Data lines
□ □ □ □ □ □ □

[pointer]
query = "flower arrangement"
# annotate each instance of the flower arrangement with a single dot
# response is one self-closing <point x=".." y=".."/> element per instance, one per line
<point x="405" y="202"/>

□ □ □ □ □ □ □

• _WORK TO BE COMPLETED_:
Reproduce the material above verbatim, line for line.

• _RESPONSE_:
[pointer]
query = "flower arrangement"
# annotate each instance of the flower arrangement with a single dot
# response is one self-closing <point x=".." y=".."/> element per instance, one per line
<point x="405" y="202"/>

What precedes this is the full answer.